### Assignment
Give each entry back by retyping it exactly as written.

##########

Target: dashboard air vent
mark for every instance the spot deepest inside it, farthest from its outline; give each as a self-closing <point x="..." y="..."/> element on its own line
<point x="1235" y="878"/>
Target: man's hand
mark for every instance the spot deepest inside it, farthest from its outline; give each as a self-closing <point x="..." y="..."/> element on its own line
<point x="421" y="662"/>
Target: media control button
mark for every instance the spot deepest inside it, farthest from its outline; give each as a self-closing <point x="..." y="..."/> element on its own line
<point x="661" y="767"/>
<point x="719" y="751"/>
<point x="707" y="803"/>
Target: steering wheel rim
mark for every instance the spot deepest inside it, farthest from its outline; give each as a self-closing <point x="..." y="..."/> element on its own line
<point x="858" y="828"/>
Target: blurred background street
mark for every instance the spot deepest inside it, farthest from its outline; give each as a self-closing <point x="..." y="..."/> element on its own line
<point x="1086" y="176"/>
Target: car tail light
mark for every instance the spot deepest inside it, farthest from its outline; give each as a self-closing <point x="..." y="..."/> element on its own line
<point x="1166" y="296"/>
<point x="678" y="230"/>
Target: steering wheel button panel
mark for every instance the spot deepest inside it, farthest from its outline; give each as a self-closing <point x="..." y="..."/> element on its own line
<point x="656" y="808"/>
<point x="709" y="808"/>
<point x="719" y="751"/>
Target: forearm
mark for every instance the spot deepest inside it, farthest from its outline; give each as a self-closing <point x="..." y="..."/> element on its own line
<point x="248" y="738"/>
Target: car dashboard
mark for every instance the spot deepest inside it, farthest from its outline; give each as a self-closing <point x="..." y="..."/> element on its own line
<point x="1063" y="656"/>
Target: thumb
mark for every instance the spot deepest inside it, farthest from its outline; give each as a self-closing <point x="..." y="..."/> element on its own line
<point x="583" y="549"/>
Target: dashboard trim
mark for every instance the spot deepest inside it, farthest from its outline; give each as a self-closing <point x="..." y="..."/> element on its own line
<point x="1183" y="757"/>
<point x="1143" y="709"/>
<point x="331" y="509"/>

##########

### Exercise output
Target: dashboard air vent
mark for every instance the spot deepest inside it, farthest from its outline; give each as a self-closing <point x="..." y="..."/> element on its own line
<point x="1235" y="878"/>
Target: man's hand
mark for every instance the spot deepest inside it, farthest from its outline; give each as a self-closing <point x="..." y="..."/> element on its own line
<point x="421" y="662"/>
Target: media control button
mark for every instance the spot deepest inside it, farthest from its outline; give each as a self-closing <point x="..." y="..."/> element on its own line
<point x="661" y="767"/>
<point x="719" y="751"/>
<point x="707" y="803"/>
Target: steering wheel rim
mark for every instance the spot deepest inside it, farthest from its outline; give each as a self-closing <point x="..." y="..."/> element on its own line
<point x="858" y="828"/>
Target: blurred background street
mark for every instance the spot deepest inside it, farthest from its outline; give each as a self-closing <point x="..." y="..."/> element on its own line
<point x="1086" y="176"/>
Target: car tail light
mark for every instance the spot deepest inside it, farthest from its outline; give each as a self-closing <point x="..." y="..."/> element on its own line
<point x="1166" y="296"/>
<point x="678" y="230"/>
Target: steering wheel button panel
mark for every instance the spot deepest inside it, farthest from its outline; give each as a self-closing <point x="..." y="..."/> element on its own line
<point x="656" y="808"/>
<point x="709" y="808"/>
<point x="719" y="751"/>
Target: forearm
mark for every instance the spot deepest inside it, farthest from its outline; give each as a self-closing <point x="..." y="..."/> element on its own line
<point x="248" y="738"/>
Target: car dashboard
mark for every instance the spot deepest inside it, farthest from its outline; give each as a self-closing <point x="..." y="..."/> element on its own line
<point x="1063" y="656"/>
Target: thumb
mark for every instance the spot deepest inside it, farthest from its outline; give each as a self-closing <point x="..." y="..."/> element on its own line
<point x="583" y="549"/>
Target: dashboard trim
mark for every instance the spot deepest inside it, farthest from its outline; give each as a self-closing <point x="..." y="..."/> element on its own line
<point x="1183" y="757"/>
<point x="1143" y="709"/>
<point x="331" y="509"/>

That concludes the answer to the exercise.